Digital audio is most commonly a series of scalar integer values called ‘samples’. A typical microphone will measure the intensity of air pressure against the microphone N times per second, where ‘N’ is called the sample rate; if the sample rate is 16 kilohertz, then you will have 16,000 samples per second. Image 1 shows a typical ‘waveform’ of digital audio. Image 2 shows that as you zoom in, you see that the audio looks like a wave. In Image 3, we’ve zoomed in even further, and can see that in fact the audio is a series of ‘points’ which we then interpolate between, to give the illusion of a continuous measurement.



It’s worth briefly noting the important specialized terms that we will be using later on. These definitions are simplified and sometimes contain outright lies (I will attempt to note when I have simplified something); they are intended to provide a conceptual handle on what’s being done.

  • acoustic model : A model which takes audio as input, and gives a probability distribution over phonemes as output.
  • phoneme : A phoneme is a fundamental unit of speech production. When you say “cat”, it is pronounced (in Arpabet) K AE T. K, AE and T are phonemes.
  • phone : An actual example of someone saying a phoneme.
  • lexicon : Speech relies on a (mostly) hand-curated list of pronunciations called a “lexicon”. The lexicon will contain hundreds of thousands of words and their phonetic transcription.
  • language model : A model which takes a sentence as input and gives a likelihood of observing that sentence. The sentence “the cat in the hat” is much more likely than “cat the in hat the”, and a good language model will assign the first sentence a (much) higher likelihood.

────────────────

BRIEF A: According to the digital audio excerpt, why does zoomed-in audio look like a continuous wave when it is really a series of points? Answer in one to three sentences.
BRIEF B: Reproduce the passage of the digital audio excerpt that opens with the words containing "It’s worth briefly" and closes with "their phonetic transcription.".
Use only the digital audio excerpt.

────────────────

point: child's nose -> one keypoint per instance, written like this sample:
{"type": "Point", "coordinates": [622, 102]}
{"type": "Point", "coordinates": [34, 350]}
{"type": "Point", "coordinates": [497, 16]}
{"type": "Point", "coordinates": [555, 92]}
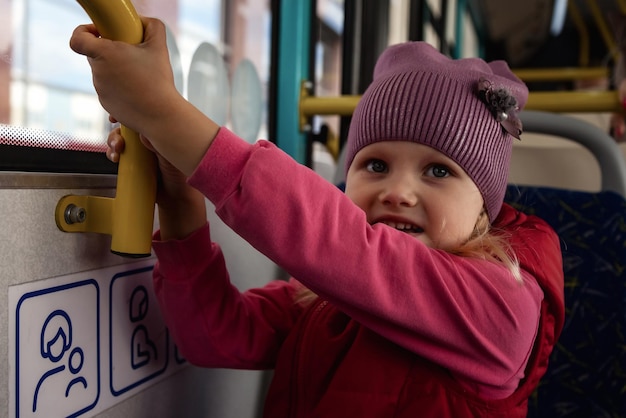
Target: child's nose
{"type": "Point", "coordinates": [400, 191]}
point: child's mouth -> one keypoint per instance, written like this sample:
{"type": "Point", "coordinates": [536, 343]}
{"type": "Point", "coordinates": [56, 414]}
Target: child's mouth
{"type": "Point", "coordinates": [404, 227]}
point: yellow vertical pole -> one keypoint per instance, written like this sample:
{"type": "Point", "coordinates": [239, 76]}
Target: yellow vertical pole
{"type": "Point", "coordinates": [129, 217]}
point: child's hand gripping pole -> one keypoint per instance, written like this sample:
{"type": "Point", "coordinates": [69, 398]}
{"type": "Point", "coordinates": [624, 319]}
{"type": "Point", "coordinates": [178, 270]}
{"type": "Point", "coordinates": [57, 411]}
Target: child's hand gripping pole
{"type": "Point", "coordinates": [129, 217]}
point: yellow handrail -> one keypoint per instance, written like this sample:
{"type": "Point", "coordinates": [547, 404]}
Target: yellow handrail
{"type": "Point", "coordinates": [129, 217]}
{"type": "Point", "coordinates": [561, 74]}
{"type": "Point", "coordinates": [566, 101]}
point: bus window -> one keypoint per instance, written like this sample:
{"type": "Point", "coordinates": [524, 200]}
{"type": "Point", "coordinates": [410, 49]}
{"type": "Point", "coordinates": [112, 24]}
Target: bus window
{"type": "Point", "coordinates": [50, 117]}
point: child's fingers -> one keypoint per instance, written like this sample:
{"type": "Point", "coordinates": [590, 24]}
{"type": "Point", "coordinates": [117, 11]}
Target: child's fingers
{"type": "Point", "coordinates": [115, 145]}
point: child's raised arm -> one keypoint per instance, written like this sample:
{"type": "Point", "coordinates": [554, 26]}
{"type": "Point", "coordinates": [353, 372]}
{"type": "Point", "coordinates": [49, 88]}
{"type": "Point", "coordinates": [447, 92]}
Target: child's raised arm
{"type": "Point", "coordinates": [136, 86]}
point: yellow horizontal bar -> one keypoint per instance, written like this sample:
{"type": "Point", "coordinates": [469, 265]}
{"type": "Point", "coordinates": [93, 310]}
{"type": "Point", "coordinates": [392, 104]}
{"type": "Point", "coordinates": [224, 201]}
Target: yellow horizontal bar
{"type": "Point", "coordinates": [565, 101]}
{"type": "Point", "coordinates": [561, 74]}
{"type": "Point", "coordinates": [574, 101]}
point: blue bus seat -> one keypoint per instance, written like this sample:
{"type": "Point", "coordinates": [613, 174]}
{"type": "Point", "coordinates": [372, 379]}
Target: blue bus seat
{"type": "Point", "coordinates": [586, 375]}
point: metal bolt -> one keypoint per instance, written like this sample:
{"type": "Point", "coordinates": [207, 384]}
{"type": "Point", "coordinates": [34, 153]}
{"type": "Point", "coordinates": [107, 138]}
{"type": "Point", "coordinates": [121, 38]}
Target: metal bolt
{"type": "Point", "coordinates": [75, 214]}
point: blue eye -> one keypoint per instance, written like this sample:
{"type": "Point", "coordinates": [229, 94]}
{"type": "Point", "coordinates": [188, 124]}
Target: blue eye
{"type": "Point", "coordinates": [376, 166]}
{"type": "Point", "coordinates": [439, 171]}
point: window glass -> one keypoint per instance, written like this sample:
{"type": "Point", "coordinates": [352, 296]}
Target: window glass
{"type": "Point", "coordinates": [47, 99]}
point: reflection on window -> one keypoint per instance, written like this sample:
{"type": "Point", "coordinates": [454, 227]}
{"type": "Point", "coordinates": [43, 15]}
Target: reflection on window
{"type": "Point", "coordinates": [47, 98]}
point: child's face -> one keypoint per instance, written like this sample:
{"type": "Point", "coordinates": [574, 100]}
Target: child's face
{"type": "Point", "coordinates": [417, 189]}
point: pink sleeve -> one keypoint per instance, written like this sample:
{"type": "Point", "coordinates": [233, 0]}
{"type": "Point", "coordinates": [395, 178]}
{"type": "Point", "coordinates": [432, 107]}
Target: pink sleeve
{"type": "Point", "coordinates": [469, 315]}
{"type": "Point", "coordinates": [213, 323]}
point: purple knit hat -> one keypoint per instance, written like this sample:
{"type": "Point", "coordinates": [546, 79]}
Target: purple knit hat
{"type": "Point", "coordinates": [465, 108]}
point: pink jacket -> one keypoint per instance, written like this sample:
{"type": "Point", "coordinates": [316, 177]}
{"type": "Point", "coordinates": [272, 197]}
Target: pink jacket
{"type": "Point", "coordinates": [396, 322]}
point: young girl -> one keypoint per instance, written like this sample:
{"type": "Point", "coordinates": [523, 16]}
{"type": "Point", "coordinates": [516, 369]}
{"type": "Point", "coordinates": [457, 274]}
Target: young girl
{"type": "Point", "coordinates": [418, 292]}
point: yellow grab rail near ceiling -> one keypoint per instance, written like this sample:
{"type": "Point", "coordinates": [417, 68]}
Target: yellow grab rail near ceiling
{"type": "Point", "coordinates": [559, 101]}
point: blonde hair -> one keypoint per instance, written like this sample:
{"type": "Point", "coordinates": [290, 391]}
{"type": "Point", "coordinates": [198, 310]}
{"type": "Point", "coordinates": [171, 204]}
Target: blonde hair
{"type": "Point", "coordinates": [485, 243]}
{"type": "Point", "coordinates": [491, 244]}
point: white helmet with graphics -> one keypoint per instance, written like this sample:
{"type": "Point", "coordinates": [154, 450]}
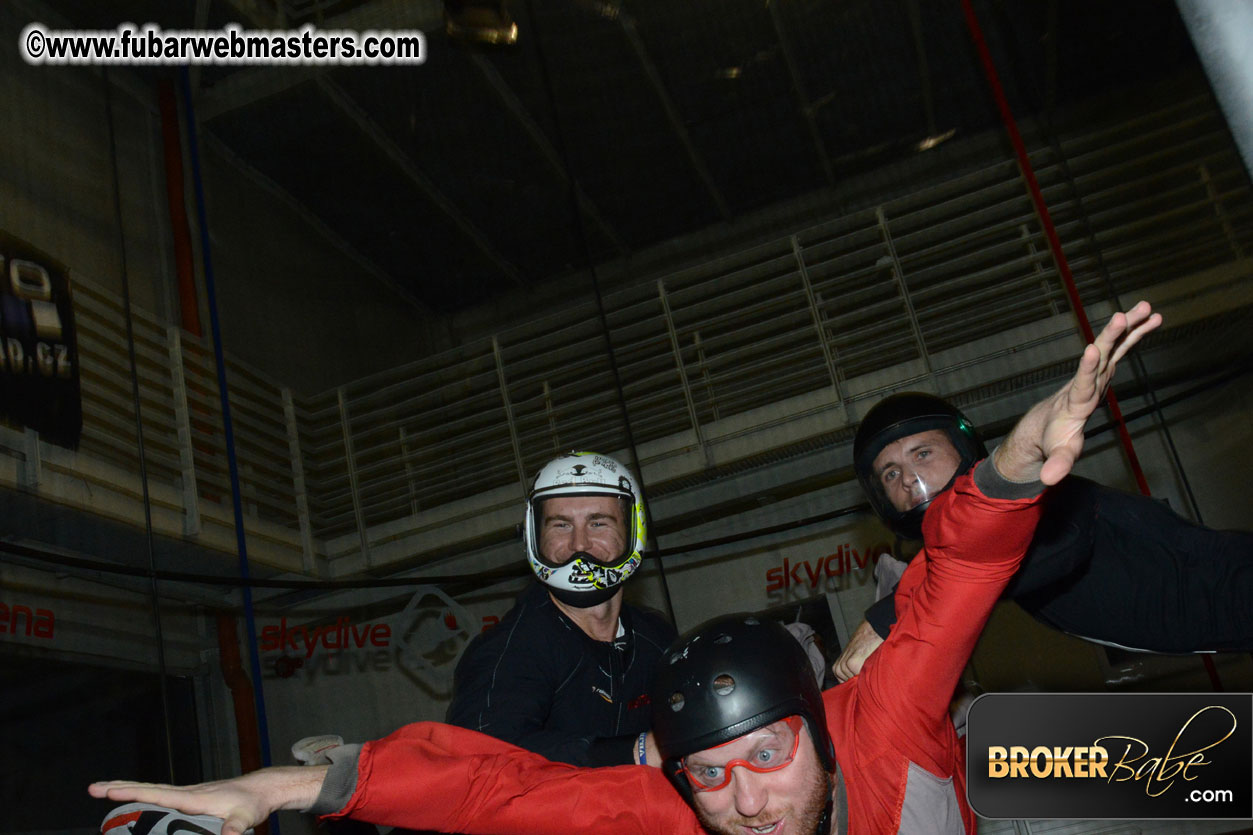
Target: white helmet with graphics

────────────────

CORRECT OUTPUT A: The audio is a series of measured points, and the points are interpolated between. That interpolation gives the illusion of a continuous measurement.

CORRECT OUTPUT B:
It’s worth briefly noting the important specialized terms that we will be using later on. These definitions are simplified and sometimes contain outright lies (I will attempt to note when I have simplified something); they are intended to provide a conceptual handle on what’s being done.

  • acoustic model : A model which takes audio as input, and gives a probability distribution over phonemes as output.
  • phoneme : A phoneme is a fundamental unit of speech production. When you say “cat”, it is pronounced (in Arpabet) K AE T. K, AE and T are phonemes.
  • phone : An actual example of someone saying a phoneme.
  • lexicon : Speech relies on a (mostly) hand-curated list of pronunciations called a “lexicon”. The lexicon will contain hundreds of thousands of words and their phonetic transcription.